*Your instructions*
Can you show every line from the rows below that contains the word "body"?

▽

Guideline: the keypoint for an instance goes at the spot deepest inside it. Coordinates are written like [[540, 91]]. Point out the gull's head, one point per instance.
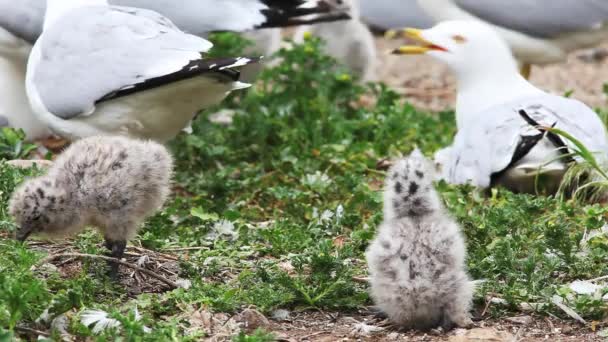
[[462, 45]]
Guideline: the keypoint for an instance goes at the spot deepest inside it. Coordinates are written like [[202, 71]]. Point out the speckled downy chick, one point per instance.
[[417, 260], [348, 41], [111, 183]]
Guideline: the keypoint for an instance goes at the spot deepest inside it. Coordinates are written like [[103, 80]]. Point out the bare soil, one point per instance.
[[429, 84]]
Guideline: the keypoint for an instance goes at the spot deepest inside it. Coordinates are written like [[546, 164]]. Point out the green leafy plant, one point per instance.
[[12, 145]]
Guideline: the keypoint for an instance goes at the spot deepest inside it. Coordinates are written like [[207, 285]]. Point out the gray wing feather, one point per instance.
[[200, 17], [540, 18], [23, 18], [94, 51], [487, 145]]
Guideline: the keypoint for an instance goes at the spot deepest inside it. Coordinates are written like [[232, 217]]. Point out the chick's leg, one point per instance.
[[117, 250]]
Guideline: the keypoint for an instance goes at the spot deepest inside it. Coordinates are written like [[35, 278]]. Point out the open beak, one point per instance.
[[415, 35]]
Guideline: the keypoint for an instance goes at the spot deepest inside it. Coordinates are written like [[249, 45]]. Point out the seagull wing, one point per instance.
[[540, 18], [23, 18], [500, 136], [94, 54]]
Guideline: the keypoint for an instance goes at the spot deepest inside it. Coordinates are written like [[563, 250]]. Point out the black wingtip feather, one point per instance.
[[222, 68], [284, 13], [554, 138]]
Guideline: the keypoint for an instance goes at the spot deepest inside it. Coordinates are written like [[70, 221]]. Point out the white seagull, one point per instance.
[[388, 14], [21, 24], [538, 31], [350, 42], [104, 70], [498, 111]]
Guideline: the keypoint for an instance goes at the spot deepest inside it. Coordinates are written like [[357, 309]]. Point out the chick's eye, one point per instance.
[[459, 39]]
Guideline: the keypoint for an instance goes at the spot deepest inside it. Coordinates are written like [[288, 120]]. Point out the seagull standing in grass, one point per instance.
[[497, 111], [100, 69], [21, 23], [538, 31]]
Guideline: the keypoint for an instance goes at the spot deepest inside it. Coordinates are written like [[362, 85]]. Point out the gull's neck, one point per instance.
[[488, 85], [56, 8]]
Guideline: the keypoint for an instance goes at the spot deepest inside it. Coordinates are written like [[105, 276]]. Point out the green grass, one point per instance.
[[296, 175]]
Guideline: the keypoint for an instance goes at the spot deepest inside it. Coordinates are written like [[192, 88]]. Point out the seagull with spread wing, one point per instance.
[[496, 142], [104, 70], [538, 31], [21, 23]]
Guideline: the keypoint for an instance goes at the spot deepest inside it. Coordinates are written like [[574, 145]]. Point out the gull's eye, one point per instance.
[[459, 39]]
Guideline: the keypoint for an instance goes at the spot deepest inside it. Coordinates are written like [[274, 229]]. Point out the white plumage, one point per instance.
[[350, 42], [539, 31], [21, 23], [121, 71], [417, 260]]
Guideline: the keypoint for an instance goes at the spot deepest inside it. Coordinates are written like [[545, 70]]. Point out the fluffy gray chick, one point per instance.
[[417, 260], [111, 183]]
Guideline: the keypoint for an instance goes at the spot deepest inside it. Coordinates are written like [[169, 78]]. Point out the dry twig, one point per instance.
[[101, 257]]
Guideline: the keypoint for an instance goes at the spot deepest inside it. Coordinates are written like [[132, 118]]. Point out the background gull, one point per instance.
[[389, 14], [538, 31], [500, 148], [494, 143], [21, 24], [100, 69]]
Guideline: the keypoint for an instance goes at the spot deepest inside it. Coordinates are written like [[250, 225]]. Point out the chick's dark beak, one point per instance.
[[22, 234]]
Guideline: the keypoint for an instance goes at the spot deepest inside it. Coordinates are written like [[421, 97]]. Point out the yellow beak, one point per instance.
[[415, 35]]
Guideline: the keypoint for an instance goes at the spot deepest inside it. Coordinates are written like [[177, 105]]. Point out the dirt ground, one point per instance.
[[365, 327], [429, 84]]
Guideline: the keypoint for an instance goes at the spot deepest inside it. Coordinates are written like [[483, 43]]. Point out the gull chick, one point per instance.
[[417, 260], [495, 145], [350, 42], [111, 183]]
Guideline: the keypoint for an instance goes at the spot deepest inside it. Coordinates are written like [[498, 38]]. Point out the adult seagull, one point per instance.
[[496, 143], [538, 31], [100, 69], [21, 24]]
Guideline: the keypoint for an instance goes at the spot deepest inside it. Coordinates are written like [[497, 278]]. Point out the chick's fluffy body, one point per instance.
[[348, 41], [417, 260], [112, 183]]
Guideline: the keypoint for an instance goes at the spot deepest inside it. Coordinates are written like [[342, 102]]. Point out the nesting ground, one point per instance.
[[278, 194]]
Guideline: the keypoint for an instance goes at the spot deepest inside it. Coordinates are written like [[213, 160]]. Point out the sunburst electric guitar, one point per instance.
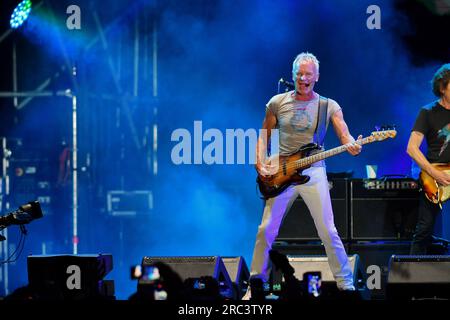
[[290, 167], [433, 191]]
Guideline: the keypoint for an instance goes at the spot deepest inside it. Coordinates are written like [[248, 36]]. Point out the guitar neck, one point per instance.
[[304, 162]]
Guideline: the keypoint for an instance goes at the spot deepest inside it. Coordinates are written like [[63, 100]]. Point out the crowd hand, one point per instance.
[[441, 177], [267, 168], [355, 147]]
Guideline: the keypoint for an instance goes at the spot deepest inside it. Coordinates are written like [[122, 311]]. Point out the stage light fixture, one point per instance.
[[25, 214], [20, 14]]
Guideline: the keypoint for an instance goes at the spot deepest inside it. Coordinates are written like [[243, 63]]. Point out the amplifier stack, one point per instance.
[[375, 219]]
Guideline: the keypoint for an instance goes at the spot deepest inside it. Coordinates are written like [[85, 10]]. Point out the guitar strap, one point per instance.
[[321, 125]]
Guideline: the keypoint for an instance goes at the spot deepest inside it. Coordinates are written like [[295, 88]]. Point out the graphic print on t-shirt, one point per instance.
[[301, 121], [444, 133]]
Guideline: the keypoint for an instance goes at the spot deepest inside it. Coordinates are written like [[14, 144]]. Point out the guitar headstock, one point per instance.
[[385, 133]]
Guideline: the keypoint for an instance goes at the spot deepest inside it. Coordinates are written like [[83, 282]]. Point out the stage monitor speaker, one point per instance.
[[196, 267], [374, 256], [70, 277], [239, 274], [419, 278], [303, 264], [298, 224], [384, 209]]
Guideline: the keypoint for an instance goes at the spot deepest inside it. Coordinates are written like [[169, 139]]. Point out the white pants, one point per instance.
[[316, 195]]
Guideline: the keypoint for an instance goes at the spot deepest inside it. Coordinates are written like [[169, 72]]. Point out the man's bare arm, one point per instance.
[[269, 123], [342, 132], [413, 150]]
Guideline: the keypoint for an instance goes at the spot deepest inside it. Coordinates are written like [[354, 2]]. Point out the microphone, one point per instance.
[[287, 83]]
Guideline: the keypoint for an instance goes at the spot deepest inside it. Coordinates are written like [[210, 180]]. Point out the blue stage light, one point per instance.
[[20, 14]]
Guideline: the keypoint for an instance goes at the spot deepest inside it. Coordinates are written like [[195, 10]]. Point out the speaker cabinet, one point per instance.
[[419, 277], [70, 277], [239, 274], [374, 258], [189, 268], [298, 224], [383, 209]]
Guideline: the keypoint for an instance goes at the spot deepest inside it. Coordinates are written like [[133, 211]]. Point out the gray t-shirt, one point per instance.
[[297, 120]]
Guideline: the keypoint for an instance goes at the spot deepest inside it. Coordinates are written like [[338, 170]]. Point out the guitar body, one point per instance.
[[287, 173], [290, 167], [433, 192]]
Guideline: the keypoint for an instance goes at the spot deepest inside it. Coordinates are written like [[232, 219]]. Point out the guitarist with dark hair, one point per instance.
[[301, 117], [433, 124]]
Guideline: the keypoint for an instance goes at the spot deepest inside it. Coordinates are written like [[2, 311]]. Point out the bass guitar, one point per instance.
[[290, 167], [433, 191]]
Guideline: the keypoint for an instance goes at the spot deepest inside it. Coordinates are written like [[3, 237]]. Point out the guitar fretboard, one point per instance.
[[304, 162]]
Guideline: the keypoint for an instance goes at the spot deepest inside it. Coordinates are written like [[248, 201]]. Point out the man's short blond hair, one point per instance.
[[304, 56]]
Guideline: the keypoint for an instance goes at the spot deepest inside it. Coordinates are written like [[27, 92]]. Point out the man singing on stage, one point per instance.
[[299, 115]]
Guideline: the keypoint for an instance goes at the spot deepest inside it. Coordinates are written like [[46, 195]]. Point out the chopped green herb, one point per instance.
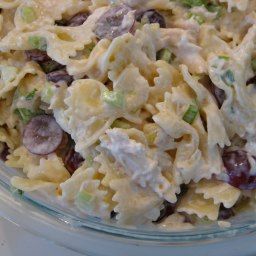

△

*The completed task*
Guideline: the keypoint for an instance goes at the spot deepest inside it. Coordinates are written like [[497, 278]]. Point out the chick's fluffy body, one point per instance.
Guideline: the keypoint for an instance goes at the spot deepest inside it. Coordinates are written like [[338, 170]]. Point out the guitar body, one point per instance.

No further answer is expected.